== EXERCISE TASK ==
Convert the lines from the start of the items through the line containing "155), (230, 184)]" into a Markdown table with the columns Row and Line, numbering each row and skipping blank lines. Leave the pictures out of the answer.

== RECORD EXCERPTS ==
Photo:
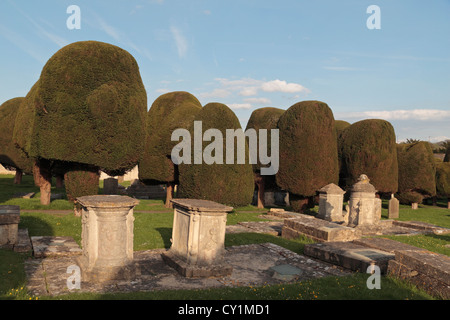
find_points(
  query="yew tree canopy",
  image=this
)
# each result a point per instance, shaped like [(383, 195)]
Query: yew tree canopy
[(416, 168), (369, 147), (443, 179), (169, 112), (308, 148), (264, 118), (89, 106), (10, 155), (230, 184)]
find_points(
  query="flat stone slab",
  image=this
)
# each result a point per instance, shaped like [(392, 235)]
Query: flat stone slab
[(48, 246), (316, 229), (386, 245), (24, 195), (253, 265), (23, 242), (422, 226), (349, 255)]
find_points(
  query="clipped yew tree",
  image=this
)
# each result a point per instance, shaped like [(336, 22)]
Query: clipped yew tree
[(87, 110), (416, 172), (212, 177), (308, 151), (168, 112), (264, 118), (340, 126), (443, 181), (369, 147), (10, 156)]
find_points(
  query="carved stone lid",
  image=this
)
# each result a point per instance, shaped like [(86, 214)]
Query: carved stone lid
[(363, 185), (331, 189), (107, 201), (201, 205)]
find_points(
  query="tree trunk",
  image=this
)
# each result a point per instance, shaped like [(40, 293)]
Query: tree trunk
[(259, 181), (169, 194), (18, 176), (43, 179), (59, 181)]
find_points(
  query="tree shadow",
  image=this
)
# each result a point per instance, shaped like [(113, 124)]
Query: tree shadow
[(166, 235)]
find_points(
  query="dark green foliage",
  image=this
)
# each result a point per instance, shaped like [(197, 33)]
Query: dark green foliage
[(369, 147), (10, 155), (340, 126), (81, 180), (230, 184), (443, 179), (447, 153), (308, 148), (264, 118), (89, 106), (416, 169), (409, 197), (169, 112)]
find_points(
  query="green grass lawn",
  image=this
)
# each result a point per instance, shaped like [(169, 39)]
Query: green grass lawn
[(153, 229)]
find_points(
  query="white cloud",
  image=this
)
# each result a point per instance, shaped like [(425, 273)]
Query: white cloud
[(283, 86), (415, 114), (264, 101), (180, 41), (216, 93), (250, 87), (250, 91), (235, 106)]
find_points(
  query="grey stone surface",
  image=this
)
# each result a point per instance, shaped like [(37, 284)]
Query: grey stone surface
[(107, 237), (9, 225), (52, 246), (316, 229), (331, 199), (252, 266), (198, 238), (349, 255), (393, 208)]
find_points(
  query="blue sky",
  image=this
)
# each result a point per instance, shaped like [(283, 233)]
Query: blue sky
[(250, 54)]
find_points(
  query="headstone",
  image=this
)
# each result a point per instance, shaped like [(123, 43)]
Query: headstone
[(110, 186), (198, 238), (362, 206), (107, 237), (393, 208), (331, 199), (9, 226), (269, 198)]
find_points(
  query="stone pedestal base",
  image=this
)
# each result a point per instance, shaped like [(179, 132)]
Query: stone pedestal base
[(9, 226), (107, 238), (105, 273), (195, 271)]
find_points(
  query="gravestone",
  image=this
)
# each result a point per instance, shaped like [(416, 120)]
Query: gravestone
[(198, 239), (107, 237), (9, 226), (110, 186), (394, 208), (331, 199), (363, 207)]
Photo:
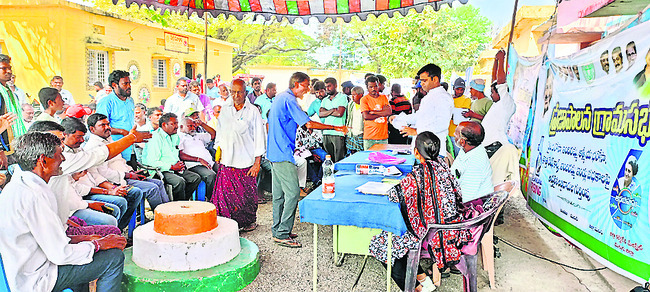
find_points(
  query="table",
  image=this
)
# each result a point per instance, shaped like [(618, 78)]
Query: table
[(351, 208)]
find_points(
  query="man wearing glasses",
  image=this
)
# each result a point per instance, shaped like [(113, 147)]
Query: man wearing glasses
[(284, 118)]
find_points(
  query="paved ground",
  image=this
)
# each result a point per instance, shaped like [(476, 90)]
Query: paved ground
[(286, 269)]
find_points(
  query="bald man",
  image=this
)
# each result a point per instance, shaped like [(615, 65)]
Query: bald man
[(472, 166)]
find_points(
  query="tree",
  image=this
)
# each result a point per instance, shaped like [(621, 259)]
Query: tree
[(260, 42), (452, 38)]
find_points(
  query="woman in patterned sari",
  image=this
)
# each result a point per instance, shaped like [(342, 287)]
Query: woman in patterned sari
[(429, 194)]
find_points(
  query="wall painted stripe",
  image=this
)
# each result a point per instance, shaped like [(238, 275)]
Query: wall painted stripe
[(292, 8)]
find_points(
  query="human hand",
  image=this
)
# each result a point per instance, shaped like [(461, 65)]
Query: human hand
[(140, 136), (205, 163), (255, 169), (97, 206), (111, 241), (408, 131)]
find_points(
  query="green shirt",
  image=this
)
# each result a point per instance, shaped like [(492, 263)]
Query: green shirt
[(161, 151), (339, 100), (481, 107)]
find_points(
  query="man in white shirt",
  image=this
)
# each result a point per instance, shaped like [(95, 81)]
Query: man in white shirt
[(115, 170), (183, 100), (435, 109), (472, 166), (37, 254), (57, 82), (193, 151), (242, 140), (18, 93)]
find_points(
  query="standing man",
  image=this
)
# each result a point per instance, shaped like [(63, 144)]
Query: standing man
[(28, 114), (265, 100), (51, 102), (472, 166), (435, 108), (284, 118), (162, 152), (37, 254), (57, 82), (332, 112), (257, 89), (480, 104), (183, 100), (9, 104), (375, 110), (18, 93), (460, 101), (243, 142), (118, 106)]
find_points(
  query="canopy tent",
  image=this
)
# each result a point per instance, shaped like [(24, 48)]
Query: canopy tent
[(294, 9)]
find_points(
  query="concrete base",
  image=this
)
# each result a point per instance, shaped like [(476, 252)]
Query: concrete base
[(231, 276), (155, 251)]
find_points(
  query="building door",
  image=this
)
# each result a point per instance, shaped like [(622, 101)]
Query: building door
[(190, 70)]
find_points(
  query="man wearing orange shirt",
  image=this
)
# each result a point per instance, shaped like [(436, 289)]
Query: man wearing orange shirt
[(375, 110)]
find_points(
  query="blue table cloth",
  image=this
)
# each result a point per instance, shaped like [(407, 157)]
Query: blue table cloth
[(350, 207), (350, 163)]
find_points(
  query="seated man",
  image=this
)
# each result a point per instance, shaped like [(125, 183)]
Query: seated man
[(472, 166), (37, 254), (162, 152), (74, 131), (115, 170), (193, 151)]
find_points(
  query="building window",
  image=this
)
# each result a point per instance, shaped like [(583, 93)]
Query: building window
[(97, 67), (160, 73)]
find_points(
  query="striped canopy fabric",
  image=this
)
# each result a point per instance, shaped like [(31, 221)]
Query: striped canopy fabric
[(294, 9)]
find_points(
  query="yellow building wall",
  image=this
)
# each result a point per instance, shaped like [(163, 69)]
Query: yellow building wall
[(53, 38)]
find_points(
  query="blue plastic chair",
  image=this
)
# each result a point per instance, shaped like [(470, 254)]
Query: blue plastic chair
[(200, 192), (4, 284), (134, 218)]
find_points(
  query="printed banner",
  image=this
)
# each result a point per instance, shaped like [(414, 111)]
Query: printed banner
[(588, 175)]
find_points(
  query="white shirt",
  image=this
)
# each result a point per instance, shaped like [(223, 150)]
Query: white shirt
[(195, 146), (434, 115), (33, 241), (20, 95), (178, 105), (242, 135), (114, 169), (496, 120), (475, 173), (67, 97), (76, 160)]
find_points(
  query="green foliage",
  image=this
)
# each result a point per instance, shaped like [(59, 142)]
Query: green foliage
[(399, 46), (260, 42)]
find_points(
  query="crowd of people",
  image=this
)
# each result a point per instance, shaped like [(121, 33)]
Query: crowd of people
[(79, 172)]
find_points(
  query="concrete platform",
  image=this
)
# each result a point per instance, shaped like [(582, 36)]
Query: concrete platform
[(231, 276)]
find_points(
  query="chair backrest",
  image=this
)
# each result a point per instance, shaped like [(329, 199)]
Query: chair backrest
[(4, 285)]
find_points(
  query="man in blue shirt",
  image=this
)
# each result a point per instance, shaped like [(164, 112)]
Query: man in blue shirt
[(284, 118), (119, 108)]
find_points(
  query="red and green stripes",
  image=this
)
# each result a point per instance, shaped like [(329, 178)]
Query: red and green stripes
[(295, 7)]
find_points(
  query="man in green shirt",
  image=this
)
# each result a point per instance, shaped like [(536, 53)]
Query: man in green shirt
[(333, 112), (162, 152)]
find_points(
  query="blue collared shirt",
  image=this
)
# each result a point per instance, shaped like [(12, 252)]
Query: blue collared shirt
[(120, 114), (284, 118)]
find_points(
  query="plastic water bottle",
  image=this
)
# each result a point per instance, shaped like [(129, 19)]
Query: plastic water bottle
[(370, 169), (328, 178)]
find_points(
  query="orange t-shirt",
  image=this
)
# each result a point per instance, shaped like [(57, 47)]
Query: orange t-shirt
[(376, 129)]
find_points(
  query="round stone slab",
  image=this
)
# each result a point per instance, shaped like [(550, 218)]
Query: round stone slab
[(231, 276)]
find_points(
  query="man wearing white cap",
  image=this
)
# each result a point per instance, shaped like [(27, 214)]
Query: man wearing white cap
[(480, 104)]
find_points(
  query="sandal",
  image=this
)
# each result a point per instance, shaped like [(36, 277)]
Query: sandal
[(249, 228), (289, 242)]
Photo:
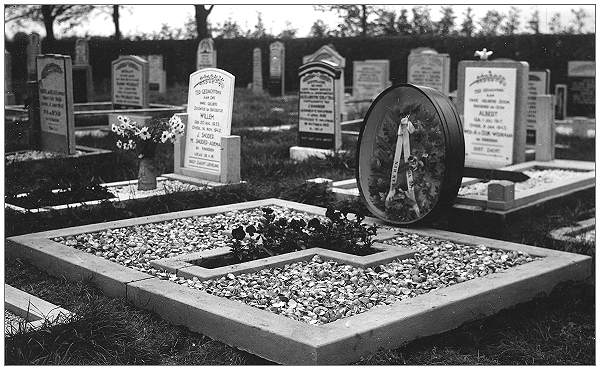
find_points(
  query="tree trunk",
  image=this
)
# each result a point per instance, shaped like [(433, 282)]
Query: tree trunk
[(116, 22), (48, 19), (201, 20)]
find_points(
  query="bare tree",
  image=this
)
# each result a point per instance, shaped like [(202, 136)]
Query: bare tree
[(202, 14), (48, 15)]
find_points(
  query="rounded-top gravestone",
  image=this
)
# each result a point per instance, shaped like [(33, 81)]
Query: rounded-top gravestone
[(410, 154)]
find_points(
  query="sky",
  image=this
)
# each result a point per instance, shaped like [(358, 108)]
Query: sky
[(276, 17)]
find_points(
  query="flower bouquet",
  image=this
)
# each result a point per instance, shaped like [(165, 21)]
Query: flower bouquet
[(144, 138)]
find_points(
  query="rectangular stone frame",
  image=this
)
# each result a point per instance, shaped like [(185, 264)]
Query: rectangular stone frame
[(288, 341), (520, 98)]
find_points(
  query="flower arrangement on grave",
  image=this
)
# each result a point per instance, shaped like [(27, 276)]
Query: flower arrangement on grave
[(144, 138), (274, 236), (407, 163)]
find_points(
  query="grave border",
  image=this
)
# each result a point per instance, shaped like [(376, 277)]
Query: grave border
[(288, 341)]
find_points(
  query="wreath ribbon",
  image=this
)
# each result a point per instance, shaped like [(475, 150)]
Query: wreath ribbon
[(403, 149)]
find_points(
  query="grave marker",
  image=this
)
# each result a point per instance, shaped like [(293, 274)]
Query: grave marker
[(56, 103), (130, 82), (257, 84), (319, 130), (581, 97), (560, 107), (206, 56), (369, 78), (328, 53), (207, 150), (492, 100), (277, 68), (426, 67)]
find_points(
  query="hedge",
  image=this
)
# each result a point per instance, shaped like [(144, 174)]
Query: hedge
[(235, 55)]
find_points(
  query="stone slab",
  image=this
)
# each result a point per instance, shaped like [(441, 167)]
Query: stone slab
[(288, 341)]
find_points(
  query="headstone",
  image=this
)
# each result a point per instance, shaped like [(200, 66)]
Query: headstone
[(369, 78), (318, 118), (581, 97), (560, 105), (9, 95), (328, 53), (207, 150), (428, 68), (538, 84), (277, 68), (158, 76), (206, 56), (257, 84), (34, 48), (82, 52), (130, 82), (492, 100), (56, 103)]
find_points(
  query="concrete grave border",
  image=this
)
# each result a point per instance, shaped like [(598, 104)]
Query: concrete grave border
[(29, 306), (288, 341)]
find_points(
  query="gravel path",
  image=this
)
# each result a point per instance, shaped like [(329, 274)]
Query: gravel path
[(536, 178), (316, 291)]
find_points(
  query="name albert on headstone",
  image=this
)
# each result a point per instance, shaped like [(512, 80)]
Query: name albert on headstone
[(492, 99), (318, 118), (206, 55), (426, 67), (277, 68), (130, 82), (208, 151), (581, 97), (56, 103), (257, 83)]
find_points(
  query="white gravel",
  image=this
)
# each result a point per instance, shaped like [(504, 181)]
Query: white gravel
[(536, 178)]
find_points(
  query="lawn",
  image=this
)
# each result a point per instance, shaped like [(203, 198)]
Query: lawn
[(555, 329)]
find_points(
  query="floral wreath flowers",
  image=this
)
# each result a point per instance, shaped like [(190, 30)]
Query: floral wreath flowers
[(145, 137)]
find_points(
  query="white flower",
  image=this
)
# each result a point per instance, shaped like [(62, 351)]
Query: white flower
[(164, 137)]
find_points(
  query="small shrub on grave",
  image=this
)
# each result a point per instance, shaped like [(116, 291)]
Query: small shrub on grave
[(278, 236)]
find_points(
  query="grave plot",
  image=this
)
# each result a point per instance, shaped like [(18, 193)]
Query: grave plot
[(311, 307), (583, 232), (25, 312)]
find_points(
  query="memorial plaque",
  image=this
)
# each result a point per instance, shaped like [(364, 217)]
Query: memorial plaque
[(56, 103), (429, 69), (130, 82), (206, 56), (492, 99), (210, 105), (318, 118), (369, 79), (257, 83), (560, 107), (34, 48), (277, 68), (82, 52)]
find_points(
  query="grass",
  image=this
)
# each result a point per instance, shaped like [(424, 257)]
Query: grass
[(558, 329)]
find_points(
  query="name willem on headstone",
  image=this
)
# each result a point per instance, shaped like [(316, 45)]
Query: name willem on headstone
[(581, 96), (318, 118), (369, 79), (210, 105), (492, 98), (257, 82), (428, 68), (277, 68), (206, 56), (56, 103), (130, 82)]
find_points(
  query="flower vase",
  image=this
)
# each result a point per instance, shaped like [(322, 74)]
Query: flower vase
[(147, 174)]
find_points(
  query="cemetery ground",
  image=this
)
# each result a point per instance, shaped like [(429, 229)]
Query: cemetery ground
[(557, 329)]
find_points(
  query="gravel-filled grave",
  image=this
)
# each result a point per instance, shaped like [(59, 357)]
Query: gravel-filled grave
[(537, 177), (318, 291)]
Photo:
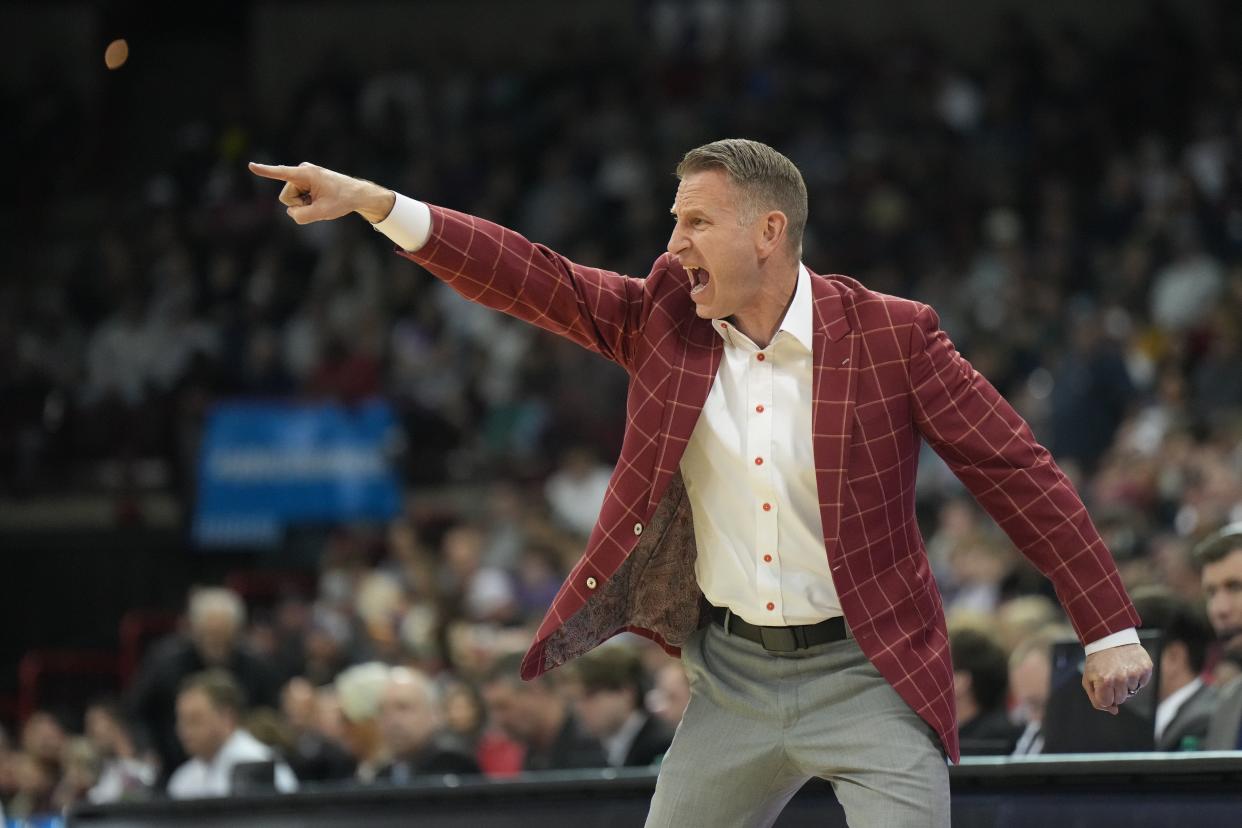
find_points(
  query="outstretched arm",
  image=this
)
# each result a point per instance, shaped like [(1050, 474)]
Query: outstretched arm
[(485, 262), (316, 194), (992, 451)]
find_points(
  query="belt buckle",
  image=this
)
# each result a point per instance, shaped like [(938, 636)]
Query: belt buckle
[(778, 639)]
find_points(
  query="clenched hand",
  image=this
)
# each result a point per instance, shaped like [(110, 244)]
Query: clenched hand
[(1112, 675)]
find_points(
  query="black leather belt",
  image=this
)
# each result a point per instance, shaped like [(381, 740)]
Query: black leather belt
[(781, 639)]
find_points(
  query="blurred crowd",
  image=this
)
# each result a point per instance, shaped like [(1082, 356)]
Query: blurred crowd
[(1073, 211)]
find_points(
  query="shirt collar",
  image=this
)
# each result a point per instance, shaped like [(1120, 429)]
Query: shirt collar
[(797, 317)]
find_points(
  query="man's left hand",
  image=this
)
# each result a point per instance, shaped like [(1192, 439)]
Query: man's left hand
[(1112, 675)]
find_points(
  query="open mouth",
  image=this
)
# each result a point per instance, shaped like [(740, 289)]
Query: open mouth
[(699, 278)]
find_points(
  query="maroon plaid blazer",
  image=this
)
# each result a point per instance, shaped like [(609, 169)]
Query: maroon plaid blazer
[(884, 378)]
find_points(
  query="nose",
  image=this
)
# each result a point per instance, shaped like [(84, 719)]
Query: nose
[(677, 241)]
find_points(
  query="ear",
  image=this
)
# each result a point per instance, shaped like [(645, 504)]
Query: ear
[(771, 232)]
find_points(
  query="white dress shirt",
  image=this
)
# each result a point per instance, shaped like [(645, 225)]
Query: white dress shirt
[(749, 472), (749, 467), (198, 778)]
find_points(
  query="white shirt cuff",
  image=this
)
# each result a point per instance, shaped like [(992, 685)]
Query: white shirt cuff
[(1117, 639), (407, 224)]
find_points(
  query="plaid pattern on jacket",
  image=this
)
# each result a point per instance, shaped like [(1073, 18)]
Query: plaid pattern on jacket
[(884, 378)]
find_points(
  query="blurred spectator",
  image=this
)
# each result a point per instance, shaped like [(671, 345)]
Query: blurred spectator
[(980, 680), (359, 690), (314, 757), (216, 620), (82, 767), (209, 711), (671, 695), (412, 725), (607, 689), (35, 783), (537, 715), (1020, 618), (124, 774), (1227, 668), (463, 714), (473, 590), (42, 739), (1185, 702), (8, 767), (1092, 394), (575, 490), (1220, 558), (978, 566), (1030, 677)]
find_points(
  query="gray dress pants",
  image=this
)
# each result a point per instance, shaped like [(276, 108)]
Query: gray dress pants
[(760, 724)]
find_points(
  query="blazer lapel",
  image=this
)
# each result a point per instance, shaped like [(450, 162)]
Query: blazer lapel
[(835, 348), (691, 380)]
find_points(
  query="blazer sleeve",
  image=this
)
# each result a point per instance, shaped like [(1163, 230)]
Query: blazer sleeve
[(502, 270), (994, 453)]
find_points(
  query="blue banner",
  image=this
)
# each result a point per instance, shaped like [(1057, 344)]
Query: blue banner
[(267, 466)]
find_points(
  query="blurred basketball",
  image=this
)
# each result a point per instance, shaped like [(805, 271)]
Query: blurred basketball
[(116, 55)]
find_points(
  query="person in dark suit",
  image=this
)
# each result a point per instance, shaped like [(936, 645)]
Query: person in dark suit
[(607, 689), (1220, 560), (1185, 700), (980, 679), (216, 620), (411, 724), (535, 715)]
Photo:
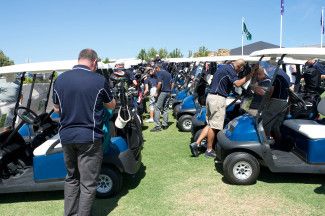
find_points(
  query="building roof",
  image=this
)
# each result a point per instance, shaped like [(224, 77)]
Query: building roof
[(248, 49)]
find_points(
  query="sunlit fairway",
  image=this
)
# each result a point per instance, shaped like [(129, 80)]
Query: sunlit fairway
[(171, 182)]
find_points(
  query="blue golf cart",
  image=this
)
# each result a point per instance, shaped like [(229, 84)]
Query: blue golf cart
[(243, 146), (31, 157)]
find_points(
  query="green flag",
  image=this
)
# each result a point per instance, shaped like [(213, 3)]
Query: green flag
[(247, 33)]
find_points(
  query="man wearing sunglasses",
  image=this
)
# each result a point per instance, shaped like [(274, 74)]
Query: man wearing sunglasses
[(223, 80), (80, 96)]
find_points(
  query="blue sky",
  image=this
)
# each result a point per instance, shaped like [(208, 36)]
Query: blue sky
[(57, 30)]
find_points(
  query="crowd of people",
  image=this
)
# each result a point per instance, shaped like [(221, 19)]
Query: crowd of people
[(81, 114)]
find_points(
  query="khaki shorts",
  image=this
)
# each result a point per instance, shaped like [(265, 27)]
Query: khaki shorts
[(216, 111)]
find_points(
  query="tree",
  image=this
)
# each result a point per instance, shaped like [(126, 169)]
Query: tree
[(4, 60), (142, 55), (152, 52), (176, 53), (163, 53), (106, 60), (223, 52), (190, 54), (203, 52)]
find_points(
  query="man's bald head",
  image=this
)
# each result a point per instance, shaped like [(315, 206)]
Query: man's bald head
[(239, 65), (89, 58)]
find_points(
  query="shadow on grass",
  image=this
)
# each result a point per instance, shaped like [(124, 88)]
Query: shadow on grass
[(105, 206), (296, 178), (32, 197)]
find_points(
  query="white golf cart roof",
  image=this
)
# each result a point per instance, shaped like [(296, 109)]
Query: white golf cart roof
[(43, 67), (226, 58), (178, 60), (301, 53), (213, 59)]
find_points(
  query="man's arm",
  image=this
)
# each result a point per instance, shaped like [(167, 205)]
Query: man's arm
[(243, 80), (146, 89), (56, 108), (109, 101), (158, 87), (110, 105)]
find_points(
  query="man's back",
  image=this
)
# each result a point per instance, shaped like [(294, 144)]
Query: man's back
[(81, 94), (166, 79)]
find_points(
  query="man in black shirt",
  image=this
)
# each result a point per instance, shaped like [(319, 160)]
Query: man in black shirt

== COMPLETED EXERCISE ==
| Row | Line |
|---|---|
| 1 | Photo: |
| 2 | find_points( |
| 3 |   query="yew tree canopy", |
| 4 |   image=this |
| 5 | ) |
| 6 | # each result a point per instance, shaped like [(383, 195)] |
| 7 | Query: yew tree canopy |
| 8 | [(416, 168), (369, 147), (443, 179), (169, 112), (308, 148), (264, 118), (89, 106), (10, 155), (230, 184)] |